[Stored data]

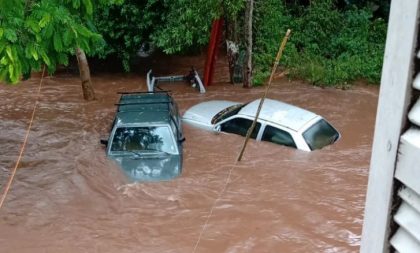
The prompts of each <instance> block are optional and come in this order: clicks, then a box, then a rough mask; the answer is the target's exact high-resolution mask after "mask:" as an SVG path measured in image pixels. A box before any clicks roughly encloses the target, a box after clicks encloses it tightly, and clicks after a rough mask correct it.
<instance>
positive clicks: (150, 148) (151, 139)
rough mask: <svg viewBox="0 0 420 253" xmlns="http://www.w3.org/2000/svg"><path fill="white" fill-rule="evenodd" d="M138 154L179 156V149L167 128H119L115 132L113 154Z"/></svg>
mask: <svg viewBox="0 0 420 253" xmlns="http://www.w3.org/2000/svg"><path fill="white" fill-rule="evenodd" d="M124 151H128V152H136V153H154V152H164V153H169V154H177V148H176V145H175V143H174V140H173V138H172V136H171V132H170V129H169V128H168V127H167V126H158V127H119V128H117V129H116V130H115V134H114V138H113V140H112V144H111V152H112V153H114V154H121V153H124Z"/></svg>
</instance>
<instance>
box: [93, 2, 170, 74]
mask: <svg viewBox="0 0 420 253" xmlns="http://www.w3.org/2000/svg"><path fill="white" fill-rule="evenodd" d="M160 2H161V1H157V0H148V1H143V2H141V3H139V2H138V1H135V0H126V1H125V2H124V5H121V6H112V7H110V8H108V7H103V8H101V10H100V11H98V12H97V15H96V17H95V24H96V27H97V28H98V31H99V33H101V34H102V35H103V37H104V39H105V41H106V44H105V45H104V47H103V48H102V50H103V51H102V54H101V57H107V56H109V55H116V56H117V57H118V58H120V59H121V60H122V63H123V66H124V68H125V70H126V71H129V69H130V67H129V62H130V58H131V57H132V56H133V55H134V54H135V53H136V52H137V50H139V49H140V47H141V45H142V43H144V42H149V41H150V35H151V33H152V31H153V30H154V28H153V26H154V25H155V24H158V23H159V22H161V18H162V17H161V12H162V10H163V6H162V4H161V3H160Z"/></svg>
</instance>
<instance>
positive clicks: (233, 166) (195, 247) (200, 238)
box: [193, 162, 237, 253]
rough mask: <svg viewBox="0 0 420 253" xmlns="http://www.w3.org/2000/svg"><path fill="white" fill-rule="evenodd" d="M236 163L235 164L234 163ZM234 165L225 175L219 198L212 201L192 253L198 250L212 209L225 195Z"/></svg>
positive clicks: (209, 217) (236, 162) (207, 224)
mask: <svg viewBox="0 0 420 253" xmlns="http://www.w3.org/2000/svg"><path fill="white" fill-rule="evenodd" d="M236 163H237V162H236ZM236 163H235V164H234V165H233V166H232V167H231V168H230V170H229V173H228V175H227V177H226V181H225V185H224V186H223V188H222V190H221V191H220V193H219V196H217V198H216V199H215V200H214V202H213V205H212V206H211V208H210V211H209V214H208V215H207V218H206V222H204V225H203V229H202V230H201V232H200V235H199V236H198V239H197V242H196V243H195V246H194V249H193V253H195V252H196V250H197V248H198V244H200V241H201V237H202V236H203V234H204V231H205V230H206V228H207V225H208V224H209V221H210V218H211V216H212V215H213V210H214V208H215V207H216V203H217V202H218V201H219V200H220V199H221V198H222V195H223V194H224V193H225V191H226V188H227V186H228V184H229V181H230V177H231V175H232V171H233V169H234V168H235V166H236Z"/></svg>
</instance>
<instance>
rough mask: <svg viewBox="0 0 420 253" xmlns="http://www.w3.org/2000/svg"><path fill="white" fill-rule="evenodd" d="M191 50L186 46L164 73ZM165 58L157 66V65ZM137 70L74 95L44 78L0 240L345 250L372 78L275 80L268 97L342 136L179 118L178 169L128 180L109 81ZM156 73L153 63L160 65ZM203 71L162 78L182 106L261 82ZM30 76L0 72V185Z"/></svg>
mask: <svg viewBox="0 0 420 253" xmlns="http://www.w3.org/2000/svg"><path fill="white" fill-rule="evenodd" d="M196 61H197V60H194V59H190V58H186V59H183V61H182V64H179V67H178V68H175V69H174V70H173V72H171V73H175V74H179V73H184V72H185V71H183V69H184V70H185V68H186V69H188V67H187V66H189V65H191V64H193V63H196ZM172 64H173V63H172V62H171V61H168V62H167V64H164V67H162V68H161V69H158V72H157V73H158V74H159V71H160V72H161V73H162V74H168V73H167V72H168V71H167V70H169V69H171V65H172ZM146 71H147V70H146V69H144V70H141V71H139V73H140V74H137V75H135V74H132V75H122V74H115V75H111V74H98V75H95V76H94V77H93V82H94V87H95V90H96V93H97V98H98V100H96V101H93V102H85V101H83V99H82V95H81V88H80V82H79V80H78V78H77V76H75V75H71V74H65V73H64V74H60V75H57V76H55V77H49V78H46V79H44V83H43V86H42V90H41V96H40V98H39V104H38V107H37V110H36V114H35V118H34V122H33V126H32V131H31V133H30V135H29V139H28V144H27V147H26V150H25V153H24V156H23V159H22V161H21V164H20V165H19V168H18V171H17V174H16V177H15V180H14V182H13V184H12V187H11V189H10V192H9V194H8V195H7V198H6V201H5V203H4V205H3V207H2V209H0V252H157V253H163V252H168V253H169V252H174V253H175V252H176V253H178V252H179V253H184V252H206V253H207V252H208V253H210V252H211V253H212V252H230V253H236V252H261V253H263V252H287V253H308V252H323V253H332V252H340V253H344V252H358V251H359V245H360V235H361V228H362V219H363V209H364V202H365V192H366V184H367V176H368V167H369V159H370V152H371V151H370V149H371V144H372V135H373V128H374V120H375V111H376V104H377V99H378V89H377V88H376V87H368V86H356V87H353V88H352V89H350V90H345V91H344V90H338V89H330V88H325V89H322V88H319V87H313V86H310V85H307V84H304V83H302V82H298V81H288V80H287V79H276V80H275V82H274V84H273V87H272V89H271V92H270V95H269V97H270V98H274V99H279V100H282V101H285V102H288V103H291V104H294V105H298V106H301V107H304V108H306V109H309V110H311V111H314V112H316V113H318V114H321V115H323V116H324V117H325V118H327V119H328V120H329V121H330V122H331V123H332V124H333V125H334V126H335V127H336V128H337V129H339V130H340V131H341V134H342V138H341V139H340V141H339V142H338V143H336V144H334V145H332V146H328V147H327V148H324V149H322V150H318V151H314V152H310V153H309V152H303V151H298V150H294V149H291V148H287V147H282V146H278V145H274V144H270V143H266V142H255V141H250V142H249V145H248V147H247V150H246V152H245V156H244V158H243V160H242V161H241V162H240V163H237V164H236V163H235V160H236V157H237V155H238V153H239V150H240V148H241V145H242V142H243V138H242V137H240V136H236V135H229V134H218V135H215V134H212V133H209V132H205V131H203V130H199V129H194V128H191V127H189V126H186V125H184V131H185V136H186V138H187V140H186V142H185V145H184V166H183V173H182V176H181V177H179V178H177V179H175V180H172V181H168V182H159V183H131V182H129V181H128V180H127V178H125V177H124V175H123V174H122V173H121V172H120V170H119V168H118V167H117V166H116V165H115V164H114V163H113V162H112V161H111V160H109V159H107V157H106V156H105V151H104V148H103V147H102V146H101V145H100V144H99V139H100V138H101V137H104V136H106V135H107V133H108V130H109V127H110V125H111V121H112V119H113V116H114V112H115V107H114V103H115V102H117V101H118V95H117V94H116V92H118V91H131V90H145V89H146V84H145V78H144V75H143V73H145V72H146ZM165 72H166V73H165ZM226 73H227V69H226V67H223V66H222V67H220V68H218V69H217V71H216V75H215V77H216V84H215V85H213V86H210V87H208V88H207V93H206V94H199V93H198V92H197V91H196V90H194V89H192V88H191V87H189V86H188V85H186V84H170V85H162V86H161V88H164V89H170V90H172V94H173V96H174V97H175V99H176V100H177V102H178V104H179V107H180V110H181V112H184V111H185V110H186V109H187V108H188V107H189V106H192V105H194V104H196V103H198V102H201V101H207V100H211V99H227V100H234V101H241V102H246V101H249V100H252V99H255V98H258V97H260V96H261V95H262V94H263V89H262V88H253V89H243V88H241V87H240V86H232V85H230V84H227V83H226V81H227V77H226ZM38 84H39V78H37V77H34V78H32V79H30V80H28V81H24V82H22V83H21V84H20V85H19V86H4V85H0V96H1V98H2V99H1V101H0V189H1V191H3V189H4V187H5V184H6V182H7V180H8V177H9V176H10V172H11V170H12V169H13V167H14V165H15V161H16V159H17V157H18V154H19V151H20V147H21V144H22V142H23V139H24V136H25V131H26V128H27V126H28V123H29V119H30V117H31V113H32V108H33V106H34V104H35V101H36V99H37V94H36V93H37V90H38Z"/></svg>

[/Stored data]

■ **Exercise aim**:
Copy, exactly and only, the lines above that begin with the one containing "positive clicks: (150, 148) (151, 139)" and finish with the one containing "163L235 164L234 163ZM234".

■ **Answer to this problem**:
positive clicks: (150, 148) (151, 139)
rough mask: <svg viewBox="0 0 420 253" xmlns="http://www.w3.org/2000/svg"><path fill="white" fill-rule="evenodd" d="M138 154L179 156V149L167 128H119L115 132L113 154Z"/></svg>
mask: <svg viewBox="0 0 420 253" xmlns="http://www.w3.org/2000/svg"><path fill="white" fill-rule="evenodd" d="M124 151H128V152H136V153H154V152H164V153H169V154H177V148H176V145H175V143H174V140H173V138H172V136H171V132H170V129H169V128H168V127H167V126H158V127H119V128H117V129H116V130H115V134H114V138H113V140H112V144H111V152H112V153H114V154H121V153H124Z"/></svg>
</instance>
<instance>
box: [93, 2, 170, 74]
mask: <svg viewBox="0 0 420 253" xmlns="http://www.w3.org/2000/svg"><path fill="white" fill-rule="evenodd" d="M160 2H161V1H157V0H148V1H143V2H141V3H139V2H138V1H135V0H126V1H125V2H124V5H121V6H112V7H110V8H108V7H103V8H101V10H100V11H98V12H97V15H96V17H95V24H96V27H97V28H98V31H99V33H101V34H102V35H103V37H104V39H105V41H106V44H105V45H104V47H103V48H102V50H103V51H102V54H101V57H107V56H109V55H116V56H117V57H118V58H120V59H121V60H122V63H123V66H124V68H125V70H126V71H129V69H130V67H129V62H130V58H131V57H132V56H133V55H134V54H135V53H136V52H137V50H139V49H140V47H141V45H142V43H144V42H149V41H150V35H151V33H152V31H153V30H154V28H153V26H154V25H155V24H158V23H159V22H161V18H162V17H161V12H162V10H163V6H162V4H161V3H160Z"/></svg>
</instance>
<instance>
positive clicks: (233, 166) (195, 247) (200, 238)
box: [193, 162, 237, 253]
rough mask: <svg viewBox="0 0 420 253" xmlns="http://www.w3.org/2000/svg"><path fill="white" fill-rule="evenodd" d="M236 163L235 164L234 163ZM234 165L225 175L219 198L212 201L192 253L198 250L212 209L225 195Z"/></svg>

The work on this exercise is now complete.